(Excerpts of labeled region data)
--*--

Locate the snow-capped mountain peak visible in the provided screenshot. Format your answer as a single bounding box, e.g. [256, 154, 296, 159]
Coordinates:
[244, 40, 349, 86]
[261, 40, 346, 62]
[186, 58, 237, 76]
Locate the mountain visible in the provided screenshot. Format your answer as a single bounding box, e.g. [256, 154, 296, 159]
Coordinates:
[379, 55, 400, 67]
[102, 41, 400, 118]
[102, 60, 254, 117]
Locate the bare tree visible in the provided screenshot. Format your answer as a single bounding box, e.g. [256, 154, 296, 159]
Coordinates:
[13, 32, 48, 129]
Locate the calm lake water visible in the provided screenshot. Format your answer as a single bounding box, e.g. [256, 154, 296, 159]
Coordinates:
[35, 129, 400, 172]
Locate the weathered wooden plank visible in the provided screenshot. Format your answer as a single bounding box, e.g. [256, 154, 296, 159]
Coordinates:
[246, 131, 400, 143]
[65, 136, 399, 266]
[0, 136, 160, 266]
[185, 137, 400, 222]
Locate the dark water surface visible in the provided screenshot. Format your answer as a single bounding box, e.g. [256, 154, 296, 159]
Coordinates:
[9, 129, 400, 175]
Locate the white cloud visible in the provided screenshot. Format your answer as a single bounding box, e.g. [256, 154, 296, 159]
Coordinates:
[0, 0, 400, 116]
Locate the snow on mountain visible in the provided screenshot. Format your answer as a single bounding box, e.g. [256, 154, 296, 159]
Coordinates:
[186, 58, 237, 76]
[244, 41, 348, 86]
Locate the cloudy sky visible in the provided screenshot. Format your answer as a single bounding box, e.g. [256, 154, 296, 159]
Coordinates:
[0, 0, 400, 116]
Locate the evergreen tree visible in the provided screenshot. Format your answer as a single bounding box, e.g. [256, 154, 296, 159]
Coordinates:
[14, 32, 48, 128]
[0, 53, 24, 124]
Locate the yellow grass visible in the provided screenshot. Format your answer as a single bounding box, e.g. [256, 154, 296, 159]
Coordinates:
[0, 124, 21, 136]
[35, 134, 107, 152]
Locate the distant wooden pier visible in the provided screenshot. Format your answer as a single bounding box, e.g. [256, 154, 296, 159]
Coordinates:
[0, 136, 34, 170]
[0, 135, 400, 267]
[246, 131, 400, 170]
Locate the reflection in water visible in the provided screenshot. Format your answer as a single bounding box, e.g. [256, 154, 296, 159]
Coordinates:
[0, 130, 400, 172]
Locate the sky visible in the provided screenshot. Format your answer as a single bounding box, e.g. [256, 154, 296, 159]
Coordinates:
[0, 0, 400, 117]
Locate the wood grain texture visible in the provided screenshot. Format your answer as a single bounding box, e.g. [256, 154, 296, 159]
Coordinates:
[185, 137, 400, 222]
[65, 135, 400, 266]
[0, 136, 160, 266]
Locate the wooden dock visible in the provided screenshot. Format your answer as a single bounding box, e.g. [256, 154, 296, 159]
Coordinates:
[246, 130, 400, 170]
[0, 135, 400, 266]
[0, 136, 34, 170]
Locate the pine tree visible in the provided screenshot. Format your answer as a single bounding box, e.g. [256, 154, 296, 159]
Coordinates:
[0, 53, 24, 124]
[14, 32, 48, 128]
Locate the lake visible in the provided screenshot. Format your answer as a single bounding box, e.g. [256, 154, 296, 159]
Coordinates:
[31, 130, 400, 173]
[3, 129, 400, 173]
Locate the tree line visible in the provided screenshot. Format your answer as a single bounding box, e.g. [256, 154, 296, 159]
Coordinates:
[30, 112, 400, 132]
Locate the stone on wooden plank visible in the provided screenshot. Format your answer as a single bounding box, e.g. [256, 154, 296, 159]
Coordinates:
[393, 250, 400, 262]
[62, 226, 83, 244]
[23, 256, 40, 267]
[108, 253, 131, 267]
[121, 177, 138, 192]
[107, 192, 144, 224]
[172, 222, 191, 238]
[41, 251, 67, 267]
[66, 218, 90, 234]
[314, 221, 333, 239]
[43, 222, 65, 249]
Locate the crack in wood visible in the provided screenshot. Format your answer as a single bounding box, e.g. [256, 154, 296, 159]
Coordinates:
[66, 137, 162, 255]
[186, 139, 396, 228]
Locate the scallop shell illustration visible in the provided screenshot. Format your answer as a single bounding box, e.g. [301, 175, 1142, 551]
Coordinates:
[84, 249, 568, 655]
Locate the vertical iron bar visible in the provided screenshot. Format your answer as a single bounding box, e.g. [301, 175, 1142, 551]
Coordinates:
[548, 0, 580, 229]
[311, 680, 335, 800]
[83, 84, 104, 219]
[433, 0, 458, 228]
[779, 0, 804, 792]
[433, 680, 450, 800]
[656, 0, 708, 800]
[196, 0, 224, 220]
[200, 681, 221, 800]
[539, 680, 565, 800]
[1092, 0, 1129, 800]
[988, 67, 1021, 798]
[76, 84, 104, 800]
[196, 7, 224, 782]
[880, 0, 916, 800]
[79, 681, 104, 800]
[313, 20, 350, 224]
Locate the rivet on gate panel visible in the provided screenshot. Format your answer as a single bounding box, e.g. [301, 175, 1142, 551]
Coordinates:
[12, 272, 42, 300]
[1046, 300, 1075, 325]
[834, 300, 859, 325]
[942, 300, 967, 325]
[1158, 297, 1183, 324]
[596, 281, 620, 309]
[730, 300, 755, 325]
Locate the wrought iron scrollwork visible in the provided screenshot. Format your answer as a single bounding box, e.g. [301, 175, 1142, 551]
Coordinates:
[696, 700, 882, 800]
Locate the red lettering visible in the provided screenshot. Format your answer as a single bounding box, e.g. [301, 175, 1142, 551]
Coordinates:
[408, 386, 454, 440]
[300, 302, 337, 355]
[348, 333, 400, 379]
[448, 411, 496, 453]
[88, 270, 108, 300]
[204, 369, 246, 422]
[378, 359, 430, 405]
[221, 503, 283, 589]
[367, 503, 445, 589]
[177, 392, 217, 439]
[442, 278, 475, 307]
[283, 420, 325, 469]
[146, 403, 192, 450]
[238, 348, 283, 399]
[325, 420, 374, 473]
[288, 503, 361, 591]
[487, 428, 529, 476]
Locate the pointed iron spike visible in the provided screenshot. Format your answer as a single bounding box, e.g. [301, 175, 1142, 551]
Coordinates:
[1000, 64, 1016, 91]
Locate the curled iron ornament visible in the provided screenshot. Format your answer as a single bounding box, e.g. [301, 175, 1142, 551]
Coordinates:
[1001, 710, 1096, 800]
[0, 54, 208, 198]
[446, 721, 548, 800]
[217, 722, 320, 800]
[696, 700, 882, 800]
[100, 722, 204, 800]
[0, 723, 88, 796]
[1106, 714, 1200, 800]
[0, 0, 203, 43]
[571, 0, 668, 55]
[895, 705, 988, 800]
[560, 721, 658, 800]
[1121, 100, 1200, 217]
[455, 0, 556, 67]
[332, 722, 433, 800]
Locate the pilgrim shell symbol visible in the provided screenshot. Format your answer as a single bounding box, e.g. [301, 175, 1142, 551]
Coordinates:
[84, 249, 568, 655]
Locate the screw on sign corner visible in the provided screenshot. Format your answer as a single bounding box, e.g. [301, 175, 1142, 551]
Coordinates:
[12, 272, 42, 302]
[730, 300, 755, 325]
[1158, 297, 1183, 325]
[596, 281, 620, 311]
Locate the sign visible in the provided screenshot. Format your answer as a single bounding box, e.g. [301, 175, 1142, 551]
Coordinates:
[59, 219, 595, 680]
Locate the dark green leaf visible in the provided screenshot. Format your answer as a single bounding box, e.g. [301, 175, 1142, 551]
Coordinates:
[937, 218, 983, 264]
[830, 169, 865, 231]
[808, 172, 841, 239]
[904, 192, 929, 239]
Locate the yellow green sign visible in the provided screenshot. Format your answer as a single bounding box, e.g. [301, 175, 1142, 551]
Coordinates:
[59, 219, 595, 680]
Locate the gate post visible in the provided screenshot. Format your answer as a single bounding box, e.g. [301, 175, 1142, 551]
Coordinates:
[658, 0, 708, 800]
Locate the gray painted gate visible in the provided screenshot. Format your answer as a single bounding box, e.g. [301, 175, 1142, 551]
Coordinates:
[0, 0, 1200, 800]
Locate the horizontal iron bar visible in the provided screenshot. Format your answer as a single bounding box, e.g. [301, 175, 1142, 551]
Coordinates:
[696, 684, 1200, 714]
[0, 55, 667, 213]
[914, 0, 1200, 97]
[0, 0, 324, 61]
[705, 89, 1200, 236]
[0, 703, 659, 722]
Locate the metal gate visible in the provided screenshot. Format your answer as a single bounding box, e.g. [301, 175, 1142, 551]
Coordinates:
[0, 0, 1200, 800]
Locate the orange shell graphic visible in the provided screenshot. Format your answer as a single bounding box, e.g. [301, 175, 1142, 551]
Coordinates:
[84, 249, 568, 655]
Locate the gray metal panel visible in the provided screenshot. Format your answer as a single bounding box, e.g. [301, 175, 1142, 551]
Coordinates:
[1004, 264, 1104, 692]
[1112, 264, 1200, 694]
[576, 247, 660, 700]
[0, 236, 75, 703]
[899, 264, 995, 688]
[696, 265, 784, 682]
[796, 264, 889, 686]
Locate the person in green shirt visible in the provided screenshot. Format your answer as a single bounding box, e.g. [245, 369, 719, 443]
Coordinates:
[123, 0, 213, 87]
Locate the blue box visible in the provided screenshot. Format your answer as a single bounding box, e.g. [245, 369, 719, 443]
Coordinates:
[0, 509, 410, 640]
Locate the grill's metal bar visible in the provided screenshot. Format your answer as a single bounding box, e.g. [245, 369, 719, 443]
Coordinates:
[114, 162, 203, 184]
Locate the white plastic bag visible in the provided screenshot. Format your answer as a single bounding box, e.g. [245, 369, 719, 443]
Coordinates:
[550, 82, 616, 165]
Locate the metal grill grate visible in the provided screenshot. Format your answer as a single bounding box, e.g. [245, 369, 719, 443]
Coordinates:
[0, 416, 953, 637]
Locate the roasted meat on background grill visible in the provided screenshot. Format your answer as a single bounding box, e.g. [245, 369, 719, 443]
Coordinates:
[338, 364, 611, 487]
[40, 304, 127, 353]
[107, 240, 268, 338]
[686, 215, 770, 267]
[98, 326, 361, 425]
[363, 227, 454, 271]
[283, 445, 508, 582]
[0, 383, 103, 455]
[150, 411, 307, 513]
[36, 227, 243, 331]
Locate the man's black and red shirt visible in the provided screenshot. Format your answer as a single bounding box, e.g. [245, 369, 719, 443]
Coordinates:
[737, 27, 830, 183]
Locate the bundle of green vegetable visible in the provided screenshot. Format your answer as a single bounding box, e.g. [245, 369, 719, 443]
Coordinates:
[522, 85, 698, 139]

--*--

EXERCISE GOAL ->
Could you format the data above as a JSON list of strings, one string per line with blank lines left out, starting with the line that contains "Locate the grill's" and going on through the line that contains "[737, 27, 830, 183]"?

ANSWER ->
[
  "Locate the grill's metal bar visible in the provided screenshot. Format your answer as a single bounding box, e.g. [245, 369, 719, 443]",
  "Coordinates:",
  "[114, 162, 203, 184]",
  "Locate the white plastic bag visible in the provided screenshot. Format your answer as a single bounding box, e.g. [245, 369, 719, 443]",
  "Coordinates:",
  "[550, 82, 616, 165]",
  "Locate the metal grill grate visible in the provided screenshot. Format your answer as a single bounding box, e.g. [245, 369, 719, 443]",
  "Coordinates:",
  "[0, 416, 953, 637]",
  "Locate the roasted meat on background grill visible in the provided screenshot. Format your answer as a single bounding box, e.g. [245, 369, 719, 443]",
  "Coordinates:",
  "[338, 364, 611, 487]",
  "[40, 304, 127, 353]",
  "[107, 240, 268, 338]",
  "[686, 215, 770, 267]",
  "[98, 326, 361, 425]",
  "[363, 227, 454, 271]",
  "[283, 445, 508, 582]",
  "[0, 383, 103, 455]",
  "[150, 411, 307, 513]",
  "[36, 227, 243, 331]",
  "Locate the man's black and red shirt visible in the provided screenshot. Format your answer as a single bounding box, e.g. [245, 369, 719, 443]",
  "Coordinates:",
  "[737, 27, 830, 183]"
]